__Given information__.
==*==
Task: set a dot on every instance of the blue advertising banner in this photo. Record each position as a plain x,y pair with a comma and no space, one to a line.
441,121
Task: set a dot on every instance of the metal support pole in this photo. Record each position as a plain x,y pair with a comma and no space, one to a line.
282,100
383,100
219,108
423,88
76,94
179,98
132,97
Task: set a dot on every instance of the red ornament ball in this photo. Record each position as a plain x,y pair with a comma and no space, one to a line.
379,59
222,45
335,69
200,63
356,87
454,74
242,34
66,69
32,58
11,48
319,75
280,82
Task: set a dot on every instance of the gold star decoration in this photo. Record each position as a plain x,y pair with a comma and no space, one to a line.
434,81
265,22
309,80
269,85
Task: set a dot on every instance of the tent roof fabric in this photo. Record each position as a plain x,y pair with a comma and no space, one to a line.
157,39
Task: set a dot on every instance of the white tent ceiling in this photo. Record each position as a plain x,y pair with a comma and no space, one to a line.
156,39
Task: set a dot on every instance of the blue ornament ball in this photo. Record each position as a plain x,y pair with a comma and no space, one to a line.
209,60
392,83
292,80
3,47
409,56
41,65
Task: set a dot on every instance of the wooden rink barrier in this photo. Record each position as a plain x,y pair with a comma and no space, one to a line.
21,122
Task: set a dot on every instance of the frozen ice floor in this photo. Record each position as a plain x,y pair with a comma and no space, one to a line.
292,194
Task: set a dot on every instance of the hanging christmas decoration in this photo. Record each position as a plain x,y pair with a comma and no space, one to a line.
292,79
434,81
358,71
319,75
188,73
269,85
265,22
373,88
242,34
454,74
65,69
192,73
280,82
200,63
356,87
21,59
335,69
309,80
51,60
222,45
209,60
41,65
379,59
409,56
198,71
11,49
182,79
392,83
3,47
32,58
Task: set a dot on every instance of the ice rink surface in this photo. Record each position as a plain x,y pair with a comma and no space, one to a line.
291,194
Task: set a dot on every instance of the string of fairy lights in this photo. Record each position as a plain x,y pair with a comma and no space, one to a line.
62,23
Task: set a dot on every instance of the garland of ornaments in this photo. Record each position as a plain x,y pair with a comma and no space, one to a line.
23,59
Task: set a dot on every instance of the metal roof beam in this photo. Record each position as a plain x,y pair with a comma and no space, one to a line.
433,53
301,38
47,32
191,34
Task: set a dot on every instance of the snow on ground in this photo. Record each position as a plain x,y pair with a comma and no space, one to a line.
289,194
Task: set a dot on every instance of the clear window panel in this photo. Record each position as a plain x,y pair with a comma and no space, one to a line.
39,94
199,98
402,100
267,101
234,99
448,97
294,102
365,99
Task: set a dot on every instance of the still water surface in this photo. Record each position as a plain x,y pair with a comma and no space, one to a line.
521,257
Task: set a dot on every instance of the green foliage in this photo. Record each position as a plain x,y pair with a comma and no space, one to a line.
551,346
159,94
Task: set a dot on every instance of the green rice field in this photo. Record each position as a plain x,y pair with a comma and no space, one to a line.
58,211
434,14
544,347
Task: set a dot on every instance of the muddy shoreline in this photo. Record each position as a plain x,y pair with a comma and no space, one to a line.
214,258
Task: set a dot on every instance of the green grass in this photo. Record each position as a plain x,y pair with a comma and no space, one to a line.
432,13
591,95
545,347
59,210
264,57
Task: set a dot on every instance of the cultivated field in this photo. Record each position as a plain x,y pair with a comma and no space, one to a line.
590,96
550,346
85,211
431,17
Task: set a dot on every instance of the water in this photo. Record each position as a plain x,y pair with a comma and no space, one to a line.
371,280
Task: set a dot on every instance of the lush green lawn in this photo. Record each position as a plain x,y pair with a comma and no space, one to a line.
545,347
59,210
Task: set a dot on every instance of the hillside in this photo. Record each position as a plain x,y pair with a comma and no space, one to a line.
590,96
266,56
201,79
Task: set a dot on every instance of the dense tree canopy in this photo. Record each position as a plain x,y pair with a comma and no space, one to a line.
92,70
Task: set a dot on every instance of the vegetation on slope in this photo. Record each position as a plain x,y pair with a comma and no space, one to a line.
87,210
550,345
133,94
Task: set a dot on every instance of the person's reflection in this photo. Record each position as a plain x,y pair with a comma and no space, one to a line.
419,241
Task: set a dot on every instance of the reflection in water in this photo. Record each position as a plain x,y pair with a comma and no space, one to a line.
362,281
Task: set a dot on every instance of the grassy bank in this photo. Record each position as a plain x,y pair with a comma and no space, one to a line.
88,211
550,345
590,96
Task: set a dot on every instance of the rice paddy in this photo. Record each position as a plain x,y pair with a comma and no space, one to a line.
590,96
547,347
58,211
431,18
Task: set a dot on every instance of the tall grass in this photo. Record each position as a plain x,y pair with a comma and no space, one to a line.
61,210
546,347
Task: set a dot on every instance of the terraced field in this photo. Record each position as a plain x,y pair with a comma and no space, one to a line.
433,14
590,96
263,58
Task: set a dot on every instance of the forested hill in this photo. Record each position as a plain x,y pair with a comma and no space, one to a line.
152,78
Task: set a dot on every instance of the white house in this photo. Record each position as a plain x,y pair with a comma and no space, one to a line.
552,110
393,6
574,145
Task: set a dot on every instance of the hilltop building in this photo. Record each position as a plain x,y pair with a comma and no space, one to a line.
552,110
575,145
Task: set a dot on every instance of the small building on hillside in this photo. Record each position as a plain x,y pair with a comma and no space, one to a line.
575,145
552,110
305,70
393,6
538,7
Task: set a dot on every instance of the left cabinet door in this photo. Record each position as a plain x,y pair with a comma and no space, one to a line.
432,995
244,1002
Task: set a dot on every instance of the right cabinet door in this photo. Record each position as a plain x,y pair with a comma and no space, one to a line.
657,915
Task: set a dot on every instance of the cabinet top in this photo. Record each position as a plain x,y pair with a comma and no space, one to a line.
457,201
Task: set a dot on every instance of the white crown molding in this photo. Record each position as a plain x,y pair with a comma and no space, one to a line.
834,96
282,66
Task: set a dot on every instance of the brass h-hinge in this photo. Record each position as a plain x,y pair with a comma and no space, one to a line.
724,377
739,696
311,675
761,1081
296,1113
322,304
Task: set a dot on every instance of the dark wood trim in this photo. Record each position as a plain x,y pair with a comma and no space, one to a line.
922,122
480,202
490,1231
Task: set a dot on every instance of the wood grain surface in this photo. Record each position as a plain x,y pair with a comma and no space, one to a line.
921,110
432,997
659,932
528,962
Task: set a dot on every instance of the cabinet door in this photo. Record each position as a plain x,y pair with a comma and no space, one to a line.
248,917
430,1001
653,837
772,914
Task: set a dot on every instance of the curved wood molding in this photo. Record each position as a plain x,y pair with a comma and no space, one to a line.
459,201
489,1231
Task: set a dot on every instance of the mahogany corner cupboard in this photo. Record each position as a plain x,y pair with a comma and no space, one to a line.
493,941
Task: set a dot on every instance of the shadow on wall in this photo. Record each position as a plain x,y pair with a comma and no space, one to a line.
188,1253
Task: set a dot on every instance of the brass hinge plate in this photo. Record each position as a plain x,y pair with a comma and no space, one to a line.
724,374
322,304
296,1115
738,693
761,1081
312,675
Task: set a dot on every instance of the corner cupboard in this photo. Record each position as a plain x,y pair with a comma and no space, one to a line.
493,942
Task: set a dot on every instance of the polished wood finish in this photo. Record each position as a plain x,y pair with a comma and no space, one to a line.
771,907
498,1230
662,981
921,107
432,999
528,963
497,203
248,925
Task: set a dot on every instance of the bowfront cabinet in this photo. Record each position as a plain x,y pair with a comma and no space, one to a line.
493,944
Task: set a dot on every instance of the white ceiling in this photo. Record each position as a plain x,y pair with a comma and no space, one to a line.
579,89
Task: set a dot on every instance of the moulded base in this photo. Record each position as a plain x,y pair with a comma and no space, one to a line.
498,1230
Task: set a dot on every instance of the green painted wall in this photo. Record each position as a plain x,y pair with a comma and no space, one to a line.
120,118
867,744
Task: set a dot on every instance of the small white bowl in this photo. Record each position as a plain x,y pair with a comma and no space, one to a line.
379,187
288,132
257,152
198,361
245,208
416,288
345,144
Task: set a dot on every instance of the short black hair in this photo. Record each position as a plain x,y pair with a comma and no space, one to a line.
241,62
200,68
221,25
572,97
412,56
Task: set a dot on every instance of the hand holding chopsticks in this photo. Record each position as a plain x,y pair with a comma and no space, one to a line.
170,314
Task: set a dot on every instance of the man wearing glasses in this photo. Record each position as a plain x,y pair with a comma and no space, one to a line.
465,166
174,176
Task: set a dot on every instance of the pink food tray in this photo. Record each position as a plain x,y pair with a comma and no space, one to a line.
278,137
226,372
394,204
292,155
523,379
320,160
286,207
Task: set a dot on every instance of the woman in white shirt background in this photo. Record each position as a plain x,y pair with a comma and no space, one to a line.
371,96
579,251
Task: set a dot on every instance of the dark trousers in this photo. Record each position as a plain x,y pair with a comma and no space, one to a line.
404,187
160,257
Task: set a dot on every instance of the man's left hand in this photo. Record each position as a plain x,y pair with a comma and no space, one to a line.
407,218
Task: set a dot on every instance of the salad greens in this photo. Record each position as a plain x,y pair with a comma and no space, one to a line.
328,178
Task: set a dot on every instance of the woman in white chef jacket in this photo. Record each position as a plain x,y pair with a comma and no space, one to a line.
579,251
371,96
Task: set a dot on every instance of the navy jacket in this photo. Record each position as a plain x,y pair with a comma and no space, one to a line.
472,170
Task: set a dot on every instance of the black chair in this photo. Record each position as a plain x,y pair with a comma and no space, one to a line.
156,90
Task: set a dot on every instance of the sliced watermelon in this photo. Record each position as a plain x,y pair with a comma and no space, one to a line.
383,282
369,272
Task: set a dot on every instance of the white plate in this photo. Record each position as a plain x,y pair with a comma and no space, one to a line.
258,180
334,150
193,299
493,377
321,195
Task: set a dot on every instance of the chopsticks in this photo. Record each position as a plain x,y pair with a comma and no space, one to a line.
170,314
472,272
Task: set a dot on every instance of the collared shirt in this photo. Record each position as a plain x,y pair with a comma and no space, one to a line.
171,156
==*==
Copy, character for character, the lines from the line that holds "Task: set a dot on every instance of the salad" through the final line of the records above.

__Full answer__.
Task: set a dot on every instance of the salad greens in this photo. Record each position as a plain x,y pair with a comma and no space, one to a line.
328,178
Task: set a dot on every instance of the woman in white chef jacket in this photo. Record each position as a plain x,y pair with a comma and no space, one to a line.
579,251
371,96
Task: set a dot on every instance of the navy jacket in this photo. Record each position as a plain x,y pair with a comma and no space, one to a line.
472,170
Task: set a dot on every instance of the black chair in this photo. Record each position as a plain x,y pair with a comma and no space, one to a line.
156,90
Task: set a dot on every instance of the sliced watermelon in this photo. Record each position as a plain x,y pair with a comma and no space, one to a line.
383,282
369,272
Task: set a dot on every instance of the white plate in this photo. Record each position as a plain x,y pair with a comma and no space, one to a line.
258,180
334,150
193,299
493,377
321,195
Task: set a dot on every instance of the chopsticks in this photo. Record each position as a plain x,y pair with a comma and no space, one to a line.
170,314
472,272
Task: set a dot on every instance of the collared shirt in this photo. Record each position as a plain x,y pair with a comma and no space, one to a line.
171,156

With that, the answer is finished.